EDUCATING NARCISSUS
Bryan Smith
There is a charming and frightening old Greek tale about a young man who saw his own reflection in a pool and became so infatuated with the image that he vowed never to marry. He even forgot about the lovely nymph, Echo, who had brought him to the place, leaving her to wander off alone until she at last pined away to nothing. The young man’s name was Narcissus, and he has become the image of the excess of self-love. When we say that a person is narcissistic, or that we live in an age of narcissism, we are alluding to the self-absorbed young man who sat, day after day, staring at his own reflected features while ignoring the rest of the world around him.
The story is, of course, a parable of one of the many pitfalls to which humans are susceptible; and though the danger is present to people of all ages, it is no accident that the Greeks made Narcissus a youth. One of the most basic sensibilities a young person forms is that of either looking outside himself or else remaining inside himself; of judging himself and the world around him by something “outside”, or of judging all things according to his own opinions, moods, and natural inclinations. This latter condition is one that, in its full flower, acknowledges no objective truth and even questions the validity of perception.
Unfortunately, we now have behind us several decades of educational practices which, in their methods as well as in their results, could be called an education to narcissism. Child-centered learning, multiple-intelligence theory, and whole-language practice have taught countless children that nothing matters which originates outside the self. Though perhaps not overtly, the lesson has, nevertheless, been taught. It has been taught in stream-of-consciousness “journaling” where external forms such as spelling and grammar are of no consequence; it has been taught in anti-knowledge schools where memorization is belittled as “rote learning” and administrators declare glibly that they have no way of predicting what children will need to know in the future. It has been taught by teachers telling students there are no right answers, and by the cheap teen novel once hidden from the instructor but now is given as assigned reading because she believes the young people can “relate” to it better. It has been taught in social studies where students learn nothing of the sacrifices of Washington and Adams, but everything of their own personal entitlements. In these and so many other ways, “progressive” schools encourage children to gaze no farther than their own images.

####################

EXERCISE BRIEF: Please resume the essay on educating Narcissus, starting right after its last sentence. The items that come next are separate material, not part of the essay.

(Items from a data source)
####################

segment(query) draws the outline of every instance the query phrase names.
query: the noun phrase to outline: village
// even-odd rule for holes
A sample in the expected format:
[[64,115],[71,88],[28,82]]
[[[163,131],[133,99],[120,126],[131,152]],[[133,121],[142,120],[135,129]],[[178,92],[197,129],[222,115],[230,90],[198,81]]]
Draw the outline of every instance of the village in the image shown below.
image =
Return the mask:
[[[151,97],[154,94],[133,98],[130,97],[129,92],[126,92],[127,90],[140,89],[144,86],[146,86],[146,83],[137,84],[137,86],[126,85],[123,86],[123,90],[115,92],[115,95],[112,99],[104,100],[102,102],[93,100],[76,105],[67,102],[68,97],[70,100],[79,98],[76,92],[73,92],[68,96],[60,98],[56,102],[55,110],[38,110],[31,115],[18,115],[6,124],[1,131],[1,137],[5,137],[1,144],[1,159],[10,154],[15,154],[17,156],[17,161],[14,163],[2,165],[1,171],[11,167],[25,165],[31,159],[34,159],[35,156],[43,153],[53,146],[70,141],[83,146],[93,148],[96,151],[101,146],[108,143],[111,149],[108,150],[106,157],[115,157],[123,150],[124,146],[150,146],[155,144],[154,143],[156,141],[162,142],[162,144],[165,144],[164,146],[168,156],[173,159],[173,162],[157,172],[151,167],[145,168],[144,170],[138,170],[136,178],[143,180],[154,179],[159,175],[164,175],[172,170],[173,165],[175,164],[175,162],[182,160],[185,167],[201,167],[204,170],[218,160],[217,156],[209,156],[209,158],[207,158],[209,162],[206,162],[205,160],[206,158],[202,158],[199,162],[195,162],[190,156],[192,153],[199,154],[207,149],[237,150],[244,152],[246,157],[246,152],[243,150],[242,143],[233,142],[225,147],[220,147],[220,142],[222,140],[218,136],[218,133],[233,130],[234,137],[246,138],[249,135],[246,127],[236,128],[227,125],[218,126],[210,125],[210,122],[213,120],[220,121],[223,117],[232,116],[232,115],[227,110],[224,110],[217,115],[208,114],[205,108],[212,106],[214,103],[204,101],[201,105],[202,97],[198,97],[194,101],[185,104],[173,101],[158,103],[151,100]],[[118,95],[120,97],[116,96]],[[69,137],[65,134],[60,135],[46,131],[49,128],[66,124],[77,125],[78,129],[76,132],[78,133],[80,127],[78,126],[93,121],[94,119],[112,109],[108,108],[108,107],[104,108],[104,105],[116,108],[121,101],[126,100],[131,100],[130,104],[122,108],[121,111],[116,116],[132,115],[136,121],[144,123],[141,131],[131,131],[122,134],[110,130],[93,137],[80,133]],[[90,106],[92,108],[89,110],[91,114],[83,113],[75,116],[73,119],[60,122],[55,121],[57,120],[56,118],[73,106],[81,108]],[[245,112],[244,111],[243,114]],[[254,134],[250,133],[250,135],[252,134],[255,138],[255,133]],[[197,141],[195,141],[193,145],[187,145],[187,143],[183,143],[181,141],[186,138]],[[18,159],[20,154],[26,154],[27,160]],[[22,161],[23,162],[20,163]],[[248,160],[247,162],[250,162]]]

####################

RESPONSE FOR THIS EXERCISE:
There are many problems with this approach. Most practically, it simply fails as a means of education—a fact by now so well documented that only those with careers rooted in the old theories still echo their empty tenets. Moreover, this approach to education assumes a Romantic optimism about human nature that is unjustified by practical experience, denies our flawed nature, and robs young people of the noblest ideas and examples of human kind while forcing them to wallowing in the low, the base, and the mediocre. It can easily squander the best opportunity—that of the early school years—to instill a body of objective factual content that can become a network of epiphanies in later years, and to inculcate habits of diligence in the attention to minute details that must always accompany successes that are not accidental. But the most dangerous effect of all, I think, is that this popular “progressive” approach to education gives children the idea that the universe orbits around the parochial world of themselves and their peers—that the world will forever reconfigure itself around their desires, moods, and natural inclinations.
The education we offer at St. Peter’s Classical School has as one of its intentions to lure Narcissus away from the pool. Our focus on Western Civilization is an attempt to ground young people outside themselves in a legacy of ideas, actions, and aesthetics that span continents and millennia. We want them to see society as comprising the dead, the living, and those yet unborn. Our studies of the American Founders are intended to impress upon the students how greatly their own lives and options have been shaped by the prudent foresight of another generation. Even in our study of other cultures we are not so impressed with the insular cults of folk-ways as we are with our common human nature which acknowledges one natural law—the great lesson here being the existence of a standard higher than the assumptions of any one self-approving group.
The great works of the Western literary canon also act as windows to a wider world, showing young people an incredible spectrum of options for thought and action, while also providing the benefit of an opportunity to reflect at a distance on the consequences of these actions. Finally, as Lewis said, we read literature to know that we are not alone; and it is an indisputable benefit for any student to read in the lines of an ancient poet the very agonies that torment his young American soul.
Our focus on languages, and especially the highly inflected classical languages, works along with mathematical studies to offset the infection of subjectivity and narcissism. Apart from the practical benefits of improving facility in language, logic, and problem solving, both of these disciplines take the emphasis away from the self by demonstrating to students that natural canons exist which are absolute, unchanging, subject to no private interpretation, and belonging to a world not of their own making.
Finally, and most profoundly, our Christian identity works to pull students out of themselves by the insistence that God is transcendent, that certain crucial truths rely neither on personal discovery nor on individual inclination, that it is we who must conform, who must sacrifice the self, and who must declare with the Forerunner: “I must decrease, that He may increase.”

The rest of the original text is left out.